**THE REQUEST**: Retype precisely the section of the data that starts at the line containing "Every instance of the glass" and runs to its final line, ends included.

**EXERCISE INPUTS**:
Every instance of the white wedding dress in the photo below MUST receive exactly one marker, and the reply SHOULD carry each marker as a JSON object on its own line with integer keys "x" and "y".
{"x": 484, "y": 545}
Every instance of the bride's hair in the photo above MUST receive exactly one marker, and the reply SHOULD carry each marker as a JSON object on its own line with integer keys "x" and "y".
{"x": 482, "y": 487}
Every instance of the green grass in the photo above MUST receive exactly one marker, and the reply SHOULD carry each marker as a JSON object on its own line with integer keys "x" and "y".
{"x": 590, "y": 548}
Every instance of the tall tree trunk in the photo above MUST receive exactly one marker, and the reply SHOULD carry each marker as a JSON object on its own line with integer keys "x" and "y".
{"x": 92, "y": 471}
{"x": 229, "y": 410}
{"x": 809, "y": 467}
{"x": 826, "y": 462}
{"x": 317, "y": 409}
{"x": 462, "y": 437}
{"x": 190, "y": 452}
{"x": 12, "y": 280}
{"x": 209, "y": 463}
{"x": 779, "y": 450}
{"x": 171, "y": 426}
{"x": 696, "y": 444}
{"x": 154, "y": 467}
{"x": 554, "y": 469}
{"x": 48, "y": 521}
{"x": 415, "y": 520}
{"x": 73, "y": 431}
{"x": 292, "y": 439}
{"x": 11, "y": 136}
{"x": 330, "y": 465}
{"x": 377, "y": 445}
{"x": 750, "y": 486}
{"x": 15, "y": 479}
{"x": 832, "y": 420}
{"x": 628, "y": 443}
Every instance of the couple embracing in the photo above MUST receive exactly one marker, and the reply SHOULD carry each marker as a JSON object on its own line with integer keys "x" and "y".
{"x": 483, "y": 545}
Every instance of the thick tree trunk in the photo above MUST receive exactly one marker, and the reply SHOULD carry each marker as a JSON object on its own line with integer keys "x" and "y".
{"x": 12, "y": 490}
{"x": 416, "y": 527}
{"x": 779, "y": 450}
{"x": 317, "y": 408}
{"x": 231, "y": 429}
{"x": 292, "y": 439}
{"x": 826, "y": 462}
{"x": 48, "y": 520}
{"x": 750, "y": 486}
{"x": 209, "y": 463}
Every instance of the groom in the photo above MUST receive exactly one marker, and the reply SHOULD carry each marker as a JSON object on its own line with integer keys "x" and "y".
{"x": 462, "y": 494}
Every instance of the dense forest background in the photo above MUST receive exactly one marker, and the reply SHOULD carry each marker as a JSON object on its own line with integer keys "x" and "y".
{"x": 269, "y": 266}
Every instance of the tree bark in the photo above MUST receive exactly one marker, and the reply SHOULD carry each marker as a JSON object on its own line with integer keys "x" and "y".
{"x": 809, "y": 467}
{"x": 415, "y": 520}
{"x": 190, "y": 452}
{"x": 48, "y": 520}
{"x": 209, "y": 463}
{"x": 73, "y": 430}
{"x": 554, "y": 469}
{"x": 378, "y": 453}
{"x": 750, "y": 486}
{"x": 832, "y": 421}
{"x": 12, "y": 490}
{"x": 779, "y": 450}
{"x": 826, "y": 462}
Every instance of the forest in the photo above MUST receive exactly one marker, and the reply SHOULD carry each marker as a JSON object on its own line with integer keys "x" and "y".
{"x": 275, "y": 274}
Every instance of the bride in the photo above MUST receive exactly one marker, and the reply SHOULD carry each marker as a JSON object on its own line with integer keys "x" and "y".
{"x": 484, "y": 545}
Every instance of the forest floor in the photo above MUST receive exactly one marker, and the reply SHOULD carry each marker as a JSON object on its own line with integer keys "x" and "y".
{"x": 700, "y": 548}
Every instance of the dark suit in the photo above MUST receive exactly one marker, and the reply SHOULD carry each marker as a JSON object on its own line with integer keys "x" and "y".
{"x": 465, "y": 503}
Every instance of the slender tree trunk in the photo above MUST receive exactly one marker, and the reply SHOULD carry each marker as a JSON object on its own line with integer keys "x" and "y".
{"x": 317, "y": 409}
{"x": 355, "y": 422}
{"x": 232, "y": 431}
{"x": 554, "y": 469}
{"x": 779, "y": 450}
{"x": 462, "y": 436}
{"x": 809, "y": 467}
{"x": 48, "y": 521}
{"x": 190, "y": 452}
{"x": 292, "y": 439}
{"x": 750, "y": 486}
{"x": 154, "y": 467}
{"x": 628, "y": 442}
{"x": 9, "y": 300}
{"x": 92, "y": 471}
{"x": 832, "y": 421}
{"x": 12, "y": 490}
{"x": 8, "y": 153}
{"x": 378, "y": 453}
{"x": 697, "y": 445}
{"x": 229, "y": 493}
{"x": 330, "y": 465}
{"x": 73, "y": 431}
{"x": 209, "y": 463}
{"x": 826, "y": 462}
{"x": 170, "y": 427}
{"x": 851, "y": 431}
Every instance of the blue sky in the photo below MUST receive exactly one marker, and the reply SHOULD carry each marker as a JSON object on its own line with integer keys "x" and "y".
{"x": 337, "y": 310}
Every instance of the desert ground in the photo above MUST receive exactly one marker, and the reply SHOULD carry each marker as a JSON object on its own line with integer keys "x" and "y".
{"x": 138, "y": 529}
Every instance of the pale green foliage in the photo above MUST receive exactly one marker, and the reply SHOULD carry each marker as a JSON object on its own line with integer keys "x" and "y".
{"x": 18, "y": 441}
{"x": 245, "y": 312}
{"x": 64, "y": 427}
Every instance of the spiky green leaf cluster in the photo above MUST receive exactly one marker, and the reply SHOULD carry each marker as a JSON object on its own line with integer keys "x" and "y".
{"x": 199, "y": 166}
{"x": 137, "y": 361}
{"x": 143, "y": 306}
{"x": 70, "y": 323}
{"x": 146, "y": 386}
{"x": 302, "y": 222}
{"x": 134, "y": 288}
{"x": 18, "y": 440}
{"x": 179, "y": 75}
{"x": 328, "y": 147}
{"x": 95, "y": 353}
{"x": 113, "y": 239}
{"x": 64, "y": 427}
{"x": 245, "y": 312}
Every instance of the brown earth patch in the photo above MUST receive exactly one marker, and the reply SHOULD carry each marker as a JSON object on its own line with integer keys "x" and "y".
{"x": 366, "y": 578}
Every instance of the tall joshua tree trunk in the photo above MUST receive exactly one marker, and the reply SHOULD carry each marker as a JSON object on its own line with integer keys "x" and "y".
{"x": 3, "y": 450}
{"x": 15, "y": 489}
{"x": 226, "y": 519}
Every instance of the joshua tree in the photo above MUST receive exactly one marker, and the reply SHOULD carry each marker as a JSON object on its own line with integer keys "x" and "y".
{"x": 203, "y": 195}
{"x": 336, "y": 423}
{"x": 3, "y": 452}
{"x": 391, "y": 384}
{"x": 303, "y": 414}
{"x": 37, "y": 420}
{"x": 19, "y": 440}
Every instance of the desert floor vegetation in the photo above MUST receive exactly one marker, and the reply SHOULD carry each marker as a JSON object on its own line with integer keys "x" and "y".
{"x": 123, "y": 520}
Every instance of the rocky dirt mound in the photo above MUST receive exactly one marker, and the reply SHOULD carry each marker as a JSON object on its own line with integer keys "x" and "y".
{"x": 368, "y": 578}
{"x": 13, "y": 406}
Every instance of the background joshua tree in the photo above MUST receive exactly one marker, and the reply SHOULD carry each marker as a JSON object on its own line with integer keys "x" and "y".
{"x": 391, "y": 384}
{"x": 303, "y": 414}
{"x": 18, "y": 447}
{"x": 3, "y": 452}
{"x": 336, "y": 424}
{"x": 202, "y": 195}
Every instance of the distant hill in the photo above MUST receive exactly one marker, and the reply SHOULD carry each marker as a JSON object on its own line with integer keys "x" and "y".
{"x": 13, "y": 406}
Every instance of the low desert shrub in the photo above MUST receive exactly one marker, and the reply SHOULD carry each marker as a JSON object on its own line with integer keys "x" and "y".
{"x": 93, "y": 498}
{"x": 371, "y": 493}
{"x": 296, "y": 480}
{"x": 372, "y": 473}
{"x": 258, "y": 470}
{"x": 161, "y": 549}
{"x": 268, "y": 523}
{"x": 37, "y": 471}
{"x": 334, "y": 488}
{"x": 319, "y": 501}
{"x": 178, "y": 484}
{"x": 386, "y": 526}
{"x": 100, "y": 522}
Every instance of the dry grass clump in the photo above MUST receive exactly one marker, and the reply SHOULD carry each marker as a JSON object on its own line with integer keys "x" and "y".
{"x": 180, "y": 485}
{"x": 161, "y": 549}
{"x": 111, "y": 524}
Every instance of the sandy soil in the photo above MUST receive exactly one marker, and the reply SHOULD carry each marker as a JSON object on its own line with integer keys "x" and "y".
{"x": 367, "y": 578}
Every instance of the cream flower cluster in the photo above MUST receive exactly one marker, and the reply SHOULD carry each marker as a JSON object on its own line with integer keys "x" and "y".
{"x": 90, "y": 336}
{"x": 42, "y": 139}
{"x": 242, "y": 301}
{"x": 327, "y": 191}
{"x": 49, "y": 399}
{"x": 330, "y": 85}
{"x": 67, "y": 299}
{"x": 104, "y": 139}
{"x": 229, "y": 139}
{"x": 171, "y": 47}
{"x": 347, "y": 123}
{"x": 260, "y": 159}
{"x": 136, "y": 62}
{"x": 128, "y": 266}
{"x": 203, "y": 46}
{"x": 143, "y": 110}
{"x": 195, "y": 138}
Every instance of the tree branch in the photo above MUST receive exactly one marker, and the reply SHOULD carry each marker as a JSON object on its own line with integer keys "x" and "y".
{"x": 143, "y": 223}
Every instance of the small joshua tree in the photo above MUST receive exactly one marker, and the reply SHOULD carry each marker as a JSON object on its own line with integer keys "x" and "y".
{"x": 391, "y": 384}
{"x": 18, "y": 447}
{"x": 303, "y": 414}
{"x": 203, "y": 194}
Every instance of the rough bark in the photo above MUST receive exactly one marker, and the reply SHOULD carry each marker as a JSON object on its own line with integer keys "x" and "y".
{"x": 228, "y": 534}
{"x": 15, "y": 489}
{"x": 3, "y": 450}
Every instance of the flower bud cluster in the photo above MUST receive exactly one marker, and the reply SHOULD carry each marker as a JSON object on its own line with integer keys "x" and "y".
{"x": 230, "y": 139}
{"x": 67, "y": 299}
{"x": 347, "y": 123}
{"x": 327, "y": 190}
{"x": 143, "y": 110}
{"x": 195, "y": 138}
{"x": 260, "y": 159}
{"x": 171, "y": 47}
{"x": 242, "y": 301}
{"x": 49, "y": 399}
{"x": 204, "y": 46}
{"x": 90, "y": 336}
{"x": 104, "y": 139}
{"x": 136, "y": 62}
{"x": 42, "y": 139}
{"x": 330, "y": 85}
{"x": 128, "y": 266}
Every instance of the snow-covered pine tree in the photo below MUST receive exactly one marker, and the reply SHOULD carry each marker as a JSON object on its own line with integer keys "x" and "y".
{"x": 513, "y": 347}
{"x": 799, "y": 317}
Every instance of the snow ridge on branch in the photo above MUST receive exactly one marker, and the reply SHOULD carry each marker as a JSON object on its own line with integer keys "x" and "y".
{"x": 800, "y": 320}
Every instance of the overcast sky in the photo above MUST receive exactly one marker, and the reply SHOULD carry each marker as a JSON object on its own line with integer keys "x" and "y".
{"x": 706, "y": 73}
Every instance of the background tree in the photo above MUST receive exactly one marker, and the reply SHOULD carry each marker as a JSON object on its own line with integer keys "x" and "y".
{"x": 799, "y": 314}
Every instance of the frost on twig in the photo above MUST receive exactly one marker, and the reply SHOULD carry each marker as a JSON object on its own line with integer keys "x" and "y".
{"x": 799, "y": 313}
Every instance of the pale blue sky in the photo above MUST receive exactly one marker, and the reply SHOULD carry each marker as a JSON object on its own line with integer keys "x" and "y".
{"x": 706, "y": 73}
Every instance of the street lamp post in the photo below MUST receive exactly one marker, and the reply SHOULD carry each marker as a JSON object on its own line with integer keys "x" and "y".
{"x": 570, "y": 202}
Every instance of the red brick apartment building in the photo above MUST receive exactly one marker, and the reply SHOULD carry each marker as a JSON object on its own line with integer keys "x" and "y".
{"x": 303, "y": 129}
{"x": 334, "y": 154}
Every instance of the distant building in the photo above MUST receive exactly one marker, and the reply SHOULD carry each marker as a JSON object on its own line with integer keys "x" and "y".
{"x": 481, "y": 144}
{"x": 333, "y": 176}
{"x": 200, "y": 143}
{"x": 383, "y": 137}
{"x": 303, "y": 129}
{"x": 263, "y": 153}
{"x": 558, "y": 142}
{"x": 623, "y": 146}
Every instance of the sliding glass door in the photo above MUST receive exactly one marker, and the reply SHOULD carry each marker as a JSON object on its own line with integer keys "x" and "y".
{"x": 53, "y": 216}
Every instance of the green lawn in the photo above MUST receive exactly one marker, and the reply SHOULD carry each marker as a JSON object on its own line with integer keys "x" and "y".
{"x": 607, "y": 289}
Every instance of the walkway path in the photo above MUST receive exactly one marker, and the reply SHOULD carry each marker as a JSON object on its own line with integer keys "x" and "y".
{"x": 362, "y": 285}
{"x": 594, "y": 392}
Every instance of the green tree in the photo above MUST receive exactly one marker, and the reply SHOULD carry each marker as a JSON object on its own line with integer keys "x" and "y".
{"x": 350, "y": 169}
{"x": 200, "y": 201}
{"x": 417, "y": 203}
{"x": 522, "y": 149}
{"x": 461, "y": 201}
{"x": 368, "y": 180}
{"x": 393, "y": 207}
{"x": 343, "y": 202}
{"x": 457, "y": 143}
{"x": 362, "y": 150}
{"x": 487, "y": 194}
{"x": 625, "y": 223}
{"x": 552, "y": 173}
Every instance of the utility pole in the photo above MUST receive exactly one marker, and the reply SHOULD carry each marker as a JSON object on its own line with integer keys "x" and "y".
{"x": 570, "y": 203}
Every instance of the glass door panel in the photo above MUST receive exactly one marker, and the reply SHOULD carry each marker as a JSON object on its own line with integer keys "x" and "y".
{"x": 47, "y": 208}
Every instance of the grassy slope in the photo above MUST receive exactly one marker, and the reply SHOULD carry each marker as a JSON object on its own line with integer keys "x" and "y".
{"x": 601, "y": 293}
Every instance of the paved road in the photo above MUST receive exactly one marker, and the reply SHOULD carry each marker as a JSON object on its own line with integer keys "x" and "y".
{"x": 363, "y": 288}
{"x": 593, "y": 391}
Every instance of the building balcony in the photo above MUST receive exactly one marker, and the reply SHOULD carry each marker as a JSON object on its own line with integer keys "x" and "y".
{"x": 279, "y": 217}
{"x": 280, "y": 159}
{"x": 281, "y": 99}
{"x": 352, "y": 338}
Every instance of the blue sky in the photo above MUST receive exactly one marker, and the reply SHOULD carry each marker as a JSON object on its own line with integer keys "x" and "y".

**FINISHED EXERCISE**:
Every instance of the glass door panel in the photo above MUST receive exactly one marker, and the reply SHOULD carry each marker as a JSON object on its own line with integer keys "x" and "y".
{"x": 47, "y": 208}
Every instance of the grassy slope in the photo above MUST receive exactly one marker, and the reply SHOULD carry each marker as a JSON object on its own line with integer keys "x" and "y".
{"x": 601, "y": 293}
Every instance of the paved road in the photo above MUST receive exactly one marker, and the reply SHOULD carry each marker as a JSON object on its own line with integer keys "x" and "y".
{"x": 363, "y": 288}
{"x": 593, "y": 391}
Every instance of the building balcony in the photo above MUST receive exactly one marker, and the reply SHOULD carry each marker as a JSON object on its own line with integer keys "x" and "y".
{"x": 279, "y": 217}
{"x": 280, "y": 159}
{"x": 281, "y": 99}
{"x": 352, "y": 338}
Every instance of the blue sky in the photo above MUST receive exactly one marker, and the reply SHOULD carry each marker as a JSON object on its own line with integer keys "x" and "y".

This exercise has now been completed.